- [Extrait choisi]
+++
Afin de gagner du temps d’interrogatoire et du temps d’action pour d'autres affaires, ils placeront ce patient en garde à vue qu’une fois sorti de d’hôpital. Ainsi, ils n’ont pas besoin de mobiliser des hommes 'inutilement' devant la porte du box. Je leur demande quand même à qui incombe la responsabilité de la surveillance de l’agresseur supposé, placé actuellement dans le box traumato, en face du déchoc où se trouve la victime présumée. Réponse claire : au médecin présent dans le service au moment des faits. Au revoir Docteur (merci) et bon courage (merci). Lorsqu’on se questionne sur le sens de la responsabilité médicale de la senior de garde, je me dis que j’ai tout intérêt à ce que mon patient ne croise pas la route de la patiente.
À l’interrogatoire mon gentil monsieur se trouve être relativement 'gentil' ! Calme, il coopère sans broncher et adhère totalement à la prise en charge chirurgicale programmée au lendemain matin que je lui propose. Il souhaite rester dormir calmement dans le box en attendant le bloc, aucun souci. Je lui fais un pansement et je le laisserai tranquille. Nous discutons, et il me raconte avoir perdu pied hier soir pour une histoire d’adultère supposée et effectivement d’avoir poignardé sa compagne. Car c’est comme ça qu’ils font chez eux, on ne peut pas tolérer l’affront d’être trompé. Alors il se met à pleurer à chaudes larmes car il l’aime, je vous jure docteur (merci) que je l’aime, mais si je la recroise je la tue. Ah.
+++
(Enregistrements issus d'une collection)
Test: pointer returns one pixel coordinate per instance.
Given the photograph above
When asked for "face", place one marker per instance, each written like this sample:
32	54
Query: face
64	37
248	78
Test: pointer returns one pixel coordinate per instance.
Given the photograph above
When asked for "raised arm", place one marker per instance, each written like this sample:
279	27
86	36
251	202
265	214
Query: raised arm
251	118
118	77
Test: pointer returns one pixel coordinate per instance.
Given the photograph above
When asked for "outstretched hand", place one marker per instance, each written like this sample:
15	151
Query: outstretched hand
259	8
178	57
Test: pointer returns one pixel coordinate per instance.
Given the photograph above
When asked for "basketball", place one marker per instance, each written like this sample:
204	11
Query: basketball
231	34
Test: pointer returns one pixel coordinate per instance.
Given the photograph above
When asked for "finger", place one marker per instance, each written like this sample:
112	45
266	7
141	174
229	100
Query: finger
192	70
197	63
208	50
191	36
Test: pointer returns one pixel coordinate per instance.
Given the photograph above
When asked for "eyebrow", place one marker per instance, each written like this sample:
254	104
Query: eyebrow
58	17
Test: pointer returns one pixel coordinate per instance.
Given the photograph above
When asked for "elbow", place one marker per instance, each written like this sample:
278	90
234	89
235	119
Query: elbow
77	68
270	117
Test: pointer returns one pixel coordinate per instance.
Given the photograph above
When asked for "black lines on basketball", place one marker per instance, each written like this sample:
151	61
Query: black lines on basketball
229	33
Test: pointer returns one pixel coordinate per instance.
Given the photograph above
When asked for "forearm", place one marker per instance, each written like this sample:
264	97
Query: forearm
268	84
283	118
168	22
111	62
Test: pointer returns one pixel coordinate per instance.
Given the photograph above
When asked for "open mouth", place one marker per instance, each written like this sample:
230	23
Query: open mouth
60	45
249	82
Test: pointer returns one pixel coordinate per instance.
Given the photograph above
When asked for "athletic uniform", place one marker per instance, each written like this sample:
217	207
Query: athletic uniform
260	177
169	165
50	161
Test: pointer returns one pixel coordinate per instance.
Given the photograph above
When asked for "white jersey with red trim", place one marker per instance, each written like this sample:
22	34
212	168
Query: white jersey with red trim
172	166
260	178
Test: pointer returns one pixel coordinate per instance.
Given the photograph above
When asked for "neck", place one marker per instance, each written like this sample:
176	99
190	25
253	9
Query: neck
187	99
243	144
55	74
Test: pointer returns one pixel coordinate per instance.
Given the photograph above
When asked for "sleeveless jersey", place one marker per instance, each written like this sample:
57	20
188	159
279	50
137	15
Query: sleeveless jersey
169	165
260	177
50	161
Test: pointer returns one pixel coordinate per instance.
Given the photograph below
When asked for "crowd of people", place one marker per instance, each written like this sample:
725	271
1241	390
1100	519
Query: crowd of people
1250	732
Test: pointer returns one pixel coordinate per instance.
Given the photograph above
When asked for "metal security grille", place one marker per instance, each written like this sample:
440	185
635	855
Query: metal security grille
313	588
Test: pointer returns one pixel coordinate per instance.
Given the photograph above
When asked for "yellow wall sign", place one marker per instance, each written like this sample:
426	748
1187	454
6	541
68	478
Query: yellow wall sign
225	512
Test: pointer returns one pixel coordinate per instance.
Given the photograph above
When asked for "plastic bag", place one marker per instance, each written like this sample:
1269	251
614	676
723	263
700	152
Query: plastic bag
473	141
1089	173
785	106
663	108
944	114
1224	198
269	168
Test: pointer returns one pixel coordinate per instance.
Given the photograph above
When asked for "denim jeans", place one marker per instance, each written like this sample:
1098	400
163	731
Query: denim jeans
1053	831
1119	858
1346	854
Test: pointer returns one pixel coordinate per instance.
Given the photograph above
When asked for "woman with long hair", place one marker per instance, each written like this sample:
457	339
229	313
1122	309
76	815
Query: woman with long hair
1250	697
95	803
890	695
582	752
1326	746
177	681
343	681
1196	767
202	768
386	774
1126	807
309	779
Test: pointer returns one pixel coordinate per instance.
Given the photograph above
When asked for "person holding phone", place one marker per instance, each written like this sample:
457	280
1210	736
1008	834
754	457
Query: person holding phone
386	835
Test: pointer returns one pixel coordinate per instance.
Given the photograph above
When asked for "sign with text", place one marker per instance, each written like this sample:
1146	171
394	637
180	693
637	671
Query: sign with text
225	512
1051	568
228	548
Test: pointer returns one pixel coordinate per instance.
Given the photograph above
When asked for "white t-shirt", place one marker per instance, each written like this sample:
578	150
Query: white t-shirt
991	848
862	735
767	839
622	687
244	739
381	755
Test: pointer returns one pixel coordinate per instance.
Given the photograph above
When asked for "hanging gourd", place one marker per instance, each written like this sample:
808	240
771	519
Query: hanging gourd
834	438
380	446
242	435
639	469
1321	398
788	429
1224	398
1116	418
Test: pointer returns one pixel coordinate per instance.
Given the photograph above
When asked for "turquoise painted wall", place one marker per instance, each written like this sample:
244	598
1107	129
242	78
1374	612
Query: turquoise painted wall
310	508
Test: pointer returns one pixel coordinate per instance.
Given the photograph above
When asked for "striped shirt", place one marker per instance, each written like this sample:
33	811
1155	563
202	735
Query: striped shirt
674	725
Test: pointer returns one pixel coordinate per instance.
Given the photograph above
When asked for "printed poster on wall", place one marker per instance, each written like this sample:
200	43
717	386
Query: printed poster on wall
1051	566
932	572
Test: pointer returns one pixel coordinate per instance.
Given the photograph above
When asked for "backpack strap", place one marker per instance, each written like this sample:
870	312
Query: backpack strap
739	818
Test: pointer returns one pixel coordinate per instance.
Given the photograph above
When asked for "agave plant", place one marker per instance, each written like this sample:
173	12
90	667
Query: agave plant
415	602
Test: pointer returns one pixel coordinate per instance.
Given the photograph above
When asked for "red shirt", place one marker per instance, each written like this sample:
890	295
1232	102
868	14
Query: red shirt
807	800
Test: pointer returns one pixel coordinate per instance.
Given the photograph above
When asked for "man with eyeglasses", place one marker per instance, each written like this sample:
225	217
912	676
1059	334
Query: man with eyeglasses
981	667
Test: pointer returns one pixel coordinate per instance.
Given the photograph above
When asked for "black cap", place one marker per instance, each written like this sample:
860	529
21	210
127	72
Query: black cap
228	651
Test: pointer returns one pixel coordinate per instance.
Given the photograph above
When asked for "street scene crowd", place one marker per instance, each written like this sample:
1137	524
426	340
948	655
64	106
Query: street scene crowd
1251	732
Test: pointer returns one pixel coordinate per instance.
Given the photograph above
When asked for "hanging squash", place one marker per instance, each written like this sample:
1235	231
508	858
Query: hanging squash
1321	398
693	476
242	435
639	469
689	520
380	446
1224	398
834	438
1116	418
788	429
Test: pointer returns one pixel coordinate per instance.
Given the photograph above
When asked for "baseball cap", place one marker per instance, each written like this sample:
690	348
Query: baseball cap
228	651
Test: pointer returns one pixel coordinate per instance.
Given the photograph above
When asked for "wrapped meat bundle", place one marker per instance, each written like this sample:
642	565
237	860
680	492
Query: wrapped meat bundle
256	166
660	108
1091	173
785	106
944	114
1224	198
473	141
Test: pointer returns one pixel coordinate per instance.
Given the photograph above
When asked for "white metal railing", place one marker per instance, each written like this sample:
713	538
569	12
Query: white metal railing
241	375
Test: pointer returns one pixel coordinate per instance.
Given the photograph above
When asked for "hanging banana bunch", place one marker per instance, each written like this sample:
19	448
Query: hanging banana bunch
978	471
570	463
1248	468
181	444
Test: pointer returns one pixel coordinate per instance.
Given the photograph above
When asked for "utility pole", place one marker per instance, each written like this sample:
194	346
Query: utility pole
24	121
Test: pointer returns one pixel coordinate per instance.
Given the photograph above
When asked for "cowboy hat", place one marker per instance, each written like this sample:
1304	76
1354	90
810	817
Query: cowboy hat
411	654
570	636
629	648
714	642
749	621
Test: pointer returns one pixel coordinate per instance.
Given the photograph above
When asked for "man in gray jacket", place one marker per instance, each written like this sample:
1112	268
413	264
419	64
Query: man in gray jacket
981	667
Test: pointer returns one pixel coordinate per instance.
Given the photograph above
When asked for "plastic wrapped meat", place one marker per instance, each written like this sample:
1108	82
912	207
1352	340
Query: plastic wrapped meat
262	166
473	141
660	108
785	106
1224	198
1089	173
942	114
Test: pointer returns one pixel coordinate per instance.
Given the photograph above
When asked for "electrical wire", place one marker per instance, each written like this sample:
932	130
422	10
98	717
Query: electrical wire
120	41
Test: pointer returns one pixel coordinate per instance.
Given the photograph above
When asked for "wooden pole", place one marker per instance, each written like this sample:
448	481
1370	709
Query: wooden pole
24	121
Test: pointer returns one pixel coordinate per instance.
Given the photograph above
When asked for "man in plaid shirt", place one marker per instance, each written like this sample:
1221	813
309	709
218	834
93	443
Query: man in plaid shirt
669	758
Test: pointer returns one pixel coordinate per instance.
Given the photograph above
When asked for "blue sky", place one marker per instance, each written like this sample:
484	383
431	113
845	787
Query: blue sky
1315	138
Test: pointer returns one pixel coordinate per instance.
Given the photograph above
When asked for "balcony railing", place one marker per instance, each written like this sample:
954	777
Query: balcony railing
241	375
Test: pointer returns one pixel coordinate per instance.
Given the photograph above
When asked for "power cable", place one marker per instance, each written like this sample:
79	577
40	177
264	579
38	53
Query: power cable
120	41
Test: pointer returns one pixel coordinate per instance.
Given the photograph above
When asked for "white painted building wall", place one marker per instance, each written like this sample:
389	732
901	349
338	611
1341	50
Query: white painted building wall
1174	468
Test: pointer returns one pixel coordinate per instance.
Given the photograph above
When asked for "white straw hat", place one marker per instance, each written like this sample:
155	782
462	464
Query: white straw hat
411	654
+++
- [Questions à traiter]
[1] Traduire en anglais la phrase suivante de l'extrait choisi : « Il souhaite rester dormir calmement dans le box en attendant le bloc, aucun souci. »
[2] Résumer l'extrait choisi en deux phrases.
Les données constituent un matériau distinct de l'extrait choisi.

- [Résultats par tâche]
[1] He wishes to stay and sleep quietly in the cubicle while waiting for the operating room, no problem.

[2] L'agresseur présumé ne sera placé en garde à vue qu'une fois sorti de l'hôpital, et la responsabilité de sa surveillance incombe au médecin présent dans le service au moment des faits. Calme et coopératif, il accepte l'intervention chirurgicale programmée le lendemain matin, avoue avoir poignardé sa compagne pour une histoire d'adultère supposée et affirme qu'il la tuera s'il la recroise.